### [YOUR INSTRUCTIONS]
Pull out every line in the entries below that contains the string "white". Upper and lower case must match.

Segmentation labeling items
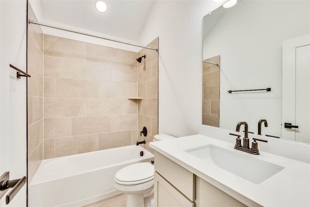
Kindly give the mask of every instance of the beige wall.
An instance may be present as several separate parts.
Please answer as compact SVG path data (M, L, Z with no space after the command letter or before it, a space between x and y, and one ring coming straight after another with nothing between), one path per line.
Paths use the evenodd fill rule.
M147 56L145 66L153 65L156 73L157 52ZM136 52L45 35L44 159L136 143L142 130L138 103L127 97L138 96L137 57ZM157 75L151 75L143 80L151 84L150 100L156 99L150 102L156 108L152 114L141 105L147 121L158 113L153 92Z
M158 38L148 46L158 48ZM138 96L143 98L138 101L138 139L139 142L145 140L146 144L141 146L154 153L149 143L158 130L158 55L157 51L145 48L138 53L139 57L144 55L138 64ZM146 137L140 136L143 127L147 129Z
M28 17L36 19L30 4ZM27 79L28 184L43 159L43 33L40 26L28 24Z
M219 55L205 60L219 64ZM219 126L219 67L202 63L202 124Z

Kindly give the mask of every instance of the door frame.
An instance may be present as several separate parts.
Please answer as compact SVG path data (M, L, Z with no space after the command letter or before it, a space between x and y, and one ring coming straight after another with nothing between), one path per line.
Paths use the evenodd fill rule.
M310 34L285 40L282 44L282 138L295 141L295 130L284 127L284 123L295 125L296 48L310 44ZM283 80L293 80L294 81Z

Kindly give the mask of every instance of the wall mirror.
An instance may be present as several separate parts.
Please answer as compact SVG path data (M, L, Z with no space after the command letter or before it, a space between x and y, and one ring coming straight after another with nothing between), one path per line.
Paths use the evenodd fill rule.
M310 39L310 9L309 0L240 0L204 17L202 60L220 56L220 127L235 130L246 121L249 132L258 134L259 120L266 120L262 135L310 143L309 43L301 46L304 71L290 69L294 77L282 71L289 59L282 57L282 48L298 38ZM256 89L265 90L228 92ZM286 92L303 99L288 98ZM289 110L285 109L288 99L293 103ZM285 123L299 127L285 128Z

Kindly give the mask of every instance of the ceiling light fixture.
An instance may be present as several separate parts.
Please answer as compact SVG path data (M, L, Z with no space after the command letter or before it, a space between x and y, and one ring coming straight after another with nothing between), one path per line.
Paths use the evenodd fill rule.
M99 12L105 12L107 10L107 4L102 0L99 0L96 3L96 8Z
M223 4L223 7L224 8L230 8L237 3L237 0L229 0L228 1Z

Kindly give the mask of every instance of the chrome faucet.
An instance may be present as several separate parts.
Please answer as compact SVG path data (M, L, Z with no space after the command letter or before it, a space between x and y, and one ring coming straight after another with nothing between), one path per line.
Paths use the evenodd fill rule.
M259 151L258 150L258 144L256 141L268 142L267 140L261 140L260 139L253 138L253 142L252 143L252 147L250 149L249 147L249 139L248 138L248 123L246 122L240 122L237 125L236 131L240 131L240 127L241 125L244 125L244 137L243 138L243 146L241 145L241 140L240 139L241 135L239 134L235 134L230 133L231 135L237 136L236 139L236 143L234 145L234 148L238 150L241 150L248 153L253 154L254 155L259 155Z
M258 121L258 134L262 135L262 123L264 122L265 127L268 127L268 123L266 119L261 119Z
M242 148L249 149L250 148L248 146L249 139L248 137L248 123L246 122L240 122L238 123L236 127L236 131L240 131L240 127L241 125L244 125L244 137L243 138L243 146Z

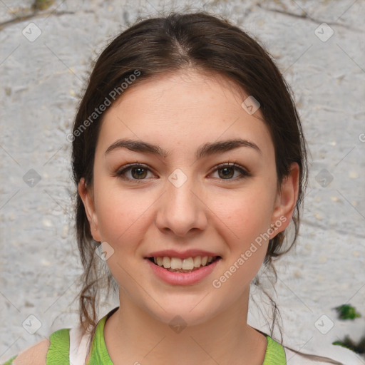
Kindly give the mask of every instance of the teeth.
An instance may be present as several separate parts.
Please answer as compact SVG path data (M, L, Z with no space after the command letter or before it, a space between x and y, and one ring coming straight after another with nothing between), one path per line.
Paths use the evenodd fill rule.
M215 256L196 256L195 257L187 257L181 259L179 257L153 257L155 264L162 266L165 269L173 270L193 270L202 266L206 266L212 262L217 257Z

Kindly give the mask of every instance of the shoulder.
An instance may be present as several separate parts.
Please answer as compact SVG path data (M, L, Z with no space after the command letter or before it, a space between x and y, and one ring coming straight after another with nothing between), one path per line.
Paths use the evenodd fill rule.
M46 365L49 340L44 339L21 352L13 361L13 365Z
M342 362L334 360L332 358L299 353L284 347L285 356L287 365L344 365Z

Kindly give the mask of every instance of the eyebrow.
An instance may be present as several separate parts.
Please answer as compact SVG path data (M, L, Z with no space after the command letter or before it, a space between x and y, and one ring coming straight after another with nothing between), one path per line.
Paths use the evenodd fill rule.
M196 151L195 158L197 159L202 158L203 157L214 155L215 153L227 152L240 147L252 148L262 155L259 146L253 142L242 138L235 138L233 140L205 143ZM160 155L164 158L168 157L170 153L170 152L166 151L158 145L152 145L142 140L118 140L108 148L105 154L107 155L111 151L120 148L126 148L134 152L151 153L153 155Z

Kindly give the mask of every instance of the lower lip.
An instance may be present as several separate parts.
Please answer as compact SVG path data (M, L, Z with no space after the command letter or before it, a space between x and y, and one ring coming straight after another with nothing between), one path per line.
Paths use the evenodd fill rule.
M220 259L207 266L203 266L200 269L192 272L171 272L162 267L155 264L148 259L145 259L153 272L160 279L173 285L192 285L207 277L215 268Z

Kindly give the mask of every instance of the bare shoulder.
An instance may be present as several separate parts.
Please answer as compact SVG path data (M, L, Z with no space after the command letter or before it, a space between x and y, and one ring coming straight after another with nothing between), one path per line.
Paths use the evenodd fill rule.
M46 365L49 340L46 339L21 352L13 365Z

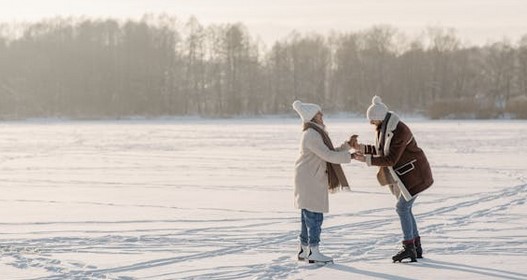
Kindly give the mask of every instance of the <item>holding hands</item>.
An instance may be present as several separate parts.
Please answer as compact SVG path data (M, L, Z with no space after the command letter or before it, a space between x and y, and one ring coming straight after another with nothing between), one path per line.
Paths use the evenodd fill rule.
M352 158L355 159L355 160L358 160L358 161L366 161L364 155L359 152L360 150L360 144L359 144L359 141L357 140L357 138L359 137L359 135L356 135L356 134L353 134L351 137L350 137L350 140L348 141L348 144L353 148L355 149L355 153L352 154Z

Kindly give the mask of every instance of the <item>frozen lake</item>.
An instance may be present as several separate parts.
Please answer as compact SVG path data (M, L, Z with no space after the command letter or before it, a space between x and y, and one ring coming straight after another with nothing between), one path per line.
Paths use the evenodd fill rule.
M0 277L527 279L527 122L403 121L435 179L414 207L425 259L391 263L395 200L352 162L324 267L295 260L297 118L2 123ZM363 119L326 124L373 142Z

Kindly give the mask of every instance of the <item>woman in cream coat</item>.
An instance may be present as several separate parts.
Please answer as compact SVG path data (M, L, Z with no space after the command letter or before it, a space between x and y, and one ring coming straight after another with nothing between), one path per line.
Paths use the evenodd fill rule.
M336 167L337 173L340 172L339 184L343 187L347 186L338 164L351 161L353 156L349 153L349 149L352 143L344 143L333 149L325 131L320 106L295 101L293 108L304 123L300 157L295 163L294 179L295 207L301 210L298 259L308 260L310 263L332 262L332 258L321 254L318 249L323 213L329 211L328 171Z

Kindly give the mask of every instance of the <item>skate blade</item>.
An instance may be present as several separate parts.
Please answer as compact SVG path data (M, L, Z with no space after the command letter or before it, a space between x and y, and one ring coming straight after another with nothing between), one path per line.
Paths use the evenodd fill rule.
M410 260L406 260L406 259L393 260L393 263L396 263L396 262L399 262L399 263L412 263L412 262L417 262L417 259L410 259Z

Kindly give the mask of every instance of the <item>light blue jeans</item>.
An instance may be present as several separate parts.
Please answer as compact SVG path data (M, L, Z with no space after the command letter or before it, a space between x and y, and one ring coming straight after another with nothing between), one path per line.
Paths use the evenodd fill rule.
M300 216L302 221L300 243L304 246L318 246L318 243L320 243L320 232L322 231L324 214L302 209Z
M410 201L406 201L401 195L399 201L395 205L395 210L399 215L401 221L401 229L403 230L404 240L413 240L419 236L417 224L415 223L414 214L412 213L412 206L417 196L414 196Z

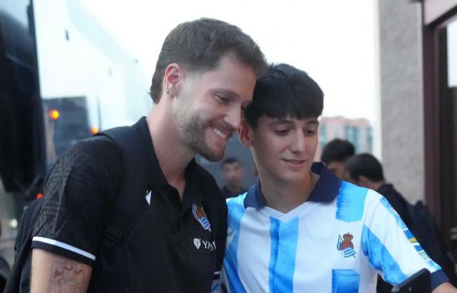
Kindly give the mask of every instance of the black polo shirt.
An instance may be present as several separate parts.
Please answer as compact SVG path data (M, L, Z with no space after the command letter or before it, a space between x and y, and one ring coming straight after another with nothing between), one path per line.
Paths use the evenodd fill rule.
M56 162L32 247L92 266L89 292L112 288L112 276L118 292L210 292L225 249L225 201L193 160L181 201L161 169L145 118L133 126L149 146L149 175L147 190L132 195L144 197L144 205L125 240L107 252L100 249L123 169L118 145L100 136L78 142ZM103 258L98 257L100 251ZM106 260L112 272L100 269Z

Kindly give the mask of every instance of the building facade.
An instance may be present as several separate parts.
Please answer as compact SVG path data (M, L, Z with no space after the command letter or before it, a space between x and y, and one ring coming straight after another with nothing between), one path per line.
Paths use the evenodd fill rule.
M378 5L386 176L457 252L457 0Z
M322 117L319 120L319 145L316 159L319 160L322 148L334 138L348 140L356 153L372 153L373 128L366 119L348 119L343 117Z

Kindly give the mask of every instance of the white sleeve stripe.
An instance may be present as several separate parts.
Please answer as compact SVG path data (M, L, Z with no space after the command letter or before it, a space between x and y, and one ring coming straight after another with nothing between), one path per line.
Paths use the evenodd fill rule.
M62 247L64 249L69 250L71 252L77 253L78 254L80 254L83 256L85 256L88 258L91 259L92 261L96 260L96 257L93 254L89 254L89 252L87 252L86 251L84 251L82 249L80 249L79 248L75 247L74 246L71 246L69 244L64 243L63 242L57 241L57 240L49 239L49 238L44 238L44 237L35 236L32 239L32 241L43 242L44 243L51 244L51 245L58 246L59 247Z

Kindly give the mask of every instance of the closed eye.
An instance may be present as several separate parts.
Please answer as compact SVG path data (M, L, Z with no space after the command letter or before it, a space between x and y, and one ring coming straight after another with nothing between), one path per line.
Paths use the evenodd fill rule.
M277 129L274 131L274 133L280 136L285 136L289 133L290 130L289 129Z
M216 99L216 101L222 104L226 104L230 102L230 99L219 95L215 95L214 97Z

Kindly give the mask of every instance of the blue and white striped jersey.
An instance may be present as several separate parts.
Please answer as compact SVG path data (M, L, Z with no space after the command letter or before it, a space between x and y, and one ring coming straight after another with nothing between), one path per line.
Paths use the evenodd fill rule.
M260 183L228 200L224 270L231 292L375 292L377 273L398 284L425 267L447 281L387 200L341 181L322 163L308 200L266 207Z

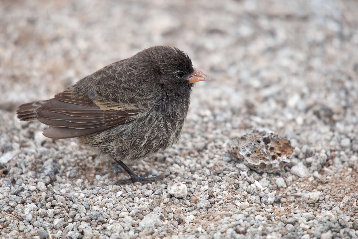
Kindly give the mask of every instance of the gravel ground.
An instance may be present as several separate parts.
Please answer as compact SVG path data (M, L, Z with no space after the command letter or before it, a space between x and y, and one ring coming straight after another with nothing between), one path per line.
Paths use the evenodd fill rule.
M0 7L1 238L358 237L357 1ZM127 176L112 161L16 118L19 104L161 44L212 79L196 84L180 142L131 166L164 183L113 185ZM254 128L290 141L283 172L230 156Z

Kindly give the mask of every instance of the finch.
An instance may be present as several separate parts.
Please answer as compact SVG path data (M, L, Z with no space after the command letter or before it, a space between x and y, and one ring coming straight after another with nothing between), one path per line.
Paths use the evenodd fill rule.
M132 171L132 163L179 139L194 83L210 78L193 67L177 48L150 47L81 79L54 98L25 104L21 120L49 126L52 139L78 138L106 154L130 175L122 182L146 182Z

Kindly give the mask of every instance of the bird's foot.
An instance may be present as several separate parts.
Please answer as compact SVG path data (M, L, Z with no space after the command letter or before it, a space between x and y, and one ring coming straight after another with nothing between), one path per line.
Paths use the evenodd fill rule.
M159 176L156 177L151 177L149 178L146 177L149 174L147 173L145 175L142 177L136 174L134 175L131 175L130 178L128 179L123 179L116 180L113 182L113 184L121 184L123 183L135 183L136 182L139 182L146 183L152 182L159 181L163 183L163 181L161 180L164 177L164 176L161 174Z

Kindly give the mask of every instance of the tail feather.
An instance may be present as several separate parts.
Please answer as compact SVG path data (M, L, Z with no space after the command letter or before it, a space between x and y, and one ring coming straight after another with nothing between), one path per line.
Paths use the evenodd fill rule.
M20 120L33 121L37 119L37 111L48 100L40 100L21 105L16 110L18 118Z

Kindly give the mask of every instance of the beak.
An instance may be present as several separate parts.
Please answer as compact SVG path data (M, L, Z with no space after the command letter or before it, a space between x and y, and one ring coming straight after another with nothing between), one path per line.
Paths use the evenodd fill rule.
M199 71L196 68L194 68L194 71L189 75L187 78L187 80L189 84L194 82L201 81L209 81L210 78L202 72Z

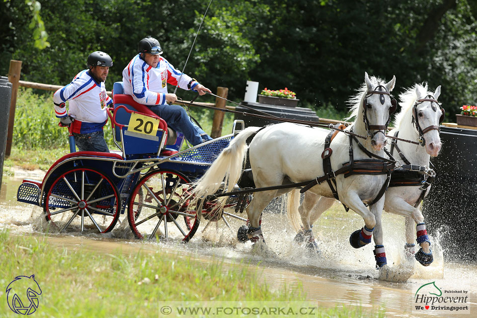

### [SOLVED EXERCISE]
Kindly give the mask of every instance of the white sleeve stripe.
Kindly give the mask of every instance of the blue and white striped jersey.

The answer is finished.